Requirement 1:
Please write out the passage on poverty in Afghanistan between "As the situation" and "in the diaspora.", inclusive.
Requirement 2:
Answer these questions from the passage on poverty in Afghanistan:
(a) How many confirmed Covid-19 cases did the WHO record between January and mid-August?
(b) On what date did the Taliban take over Kabul?
(c) To what does the passage trace the recent rise in poverty in the country?

Supplied passage:
Poverty in Afghanistan – Middle eastern countries have been plagued for so long with poverty. No doubt, these countries rely on external funding and charities to raise the standard of living of their countries. From hunger to overcrowding to insecurity issues, these countries have been faced with one problem after another. The Afghan’s have not been left behind in this dilemma; they have been running the race for some time now.
The COVID-19 made an impact on the already torn and almost depleted country of Afghanistan. With the Taliban not wanting the vaccination, WHO and experts in the medical field fear a rapid and uncontrolled spread of the virus in Afghanistan. The WHO recorded 152,411 confirmed cases of Covid-19 and 7,047 deaths between January and mid-August. Not long after the country finally entered its recuperation stage, seeking to stand, amidst the many problems facing them, the Taliban showed up at their doorstep.
On 15 August, the Taliban took over the country’s capital, Kabul, signifying the collapse of the Afghan president Ashraf Ghani. The country’s problems doubled, with the United States out of sight. If the citizens in the country can’t help, Afghans in the diaspora are left with the responsibility to pave the way ahead.
Afghanistan is one of the poorest countries in the world. The recent rise in poverty in the country can be traced to the stagnant economy. Following the Taliban crisis, the country seems to be picking up what’s left of their broken land as they seek help to forge a way forward.
As the situation in the country continues, the WHO is very much concerned about the well-being of the citizens, their safety, and humanitarian needs. In areas where citizens have to seek safety and a place of shelter, including Kabul and other large cities, reports show that there are increasing cases of malnutrition, diarrhea, reproductive health complications, high blood pressure, and Covid-19 symptoms.
The poverty level in the country is heading for the peak as the standard of living plummets and the cost of living increases yet still. More illnesses and health issues abound, coupled with insecurities and poor leadership. Help has to come from somewhere; if not from the Afghans in the country, it must be the Afghans in the diaspora.

Record extracts:
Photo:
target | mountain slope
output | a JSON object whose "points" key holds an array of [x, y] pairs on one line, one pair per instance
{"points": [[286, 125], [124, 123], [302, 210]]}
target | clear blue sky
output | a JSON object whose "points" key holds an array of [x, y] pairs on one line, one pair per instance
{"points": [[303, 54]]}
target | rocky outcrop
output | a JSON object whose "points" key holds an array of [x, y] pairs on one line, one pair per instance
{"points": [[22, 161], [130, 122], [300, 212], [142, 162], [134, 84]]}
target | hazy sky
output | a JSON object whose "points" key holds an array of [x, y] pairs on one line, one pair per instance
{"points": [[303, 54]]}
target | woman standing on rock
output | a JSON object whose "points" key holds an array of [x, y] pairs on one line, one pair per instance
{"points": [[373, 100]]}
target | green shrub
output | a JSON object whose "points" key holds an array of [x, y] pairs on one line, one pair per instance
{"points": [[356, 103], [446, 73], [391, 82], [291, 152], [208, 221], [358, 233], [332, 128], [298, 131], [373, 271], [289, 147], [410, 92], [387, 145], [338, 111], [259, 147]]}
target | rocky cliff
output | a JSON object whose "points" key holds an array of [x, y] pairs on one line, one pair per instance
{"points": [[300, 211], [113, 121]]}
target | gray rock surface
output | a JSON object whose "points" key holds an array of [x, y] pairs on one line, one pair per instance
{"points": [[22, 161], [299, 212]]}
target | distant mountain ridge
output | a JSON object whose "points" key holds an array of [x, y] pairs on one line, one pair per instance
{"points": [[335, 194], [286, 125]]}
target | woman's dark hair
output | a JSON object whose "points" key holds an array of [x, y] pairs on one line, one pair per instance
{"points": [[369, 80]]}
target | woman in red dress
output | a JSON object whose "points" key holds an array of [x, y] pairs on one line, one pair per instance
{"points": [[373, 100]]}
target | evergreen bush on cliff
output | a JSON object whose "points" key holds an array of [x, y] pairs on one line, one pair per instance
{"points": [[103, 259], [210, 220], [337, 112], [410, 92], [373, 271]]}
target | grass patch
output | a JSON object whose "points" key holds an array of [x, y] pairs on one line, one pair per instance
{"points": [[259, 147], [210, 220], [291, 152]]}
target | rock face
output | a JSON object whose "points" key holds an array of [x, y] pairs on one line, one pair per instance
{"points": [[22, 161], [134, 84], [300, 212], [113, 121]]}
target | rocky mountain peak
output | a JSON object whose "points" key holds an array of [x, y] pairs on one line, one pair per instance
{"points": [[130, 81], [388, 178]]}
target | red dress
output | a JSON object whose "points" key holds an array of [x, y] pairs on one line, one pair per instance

Answer 1:
As the situation in the country continues, the WHO is very much concerned about the well-being of the citizens, their safety, and humanitarian needs. In areas where citizens have to seek safety and a place of shelter, including Kabul and other large cities, reports show that there are increasing cases of malnutrition, diarrhea, reproductive health complications, high blood pressure, and Covid-19 symptoms.
The poverty level in the country is heading for the peak as the standard of living plummets and the cost of living increases yet still. More illnesses and health issues abound, coupled with insecurities and poor leadership. Help has to come from somewhere; if not from the Afghans in the country, it must be the Afghans in the diaspora.

Answer 2:
(a) 152,411
(b) 15 August
(c) The stagnant economy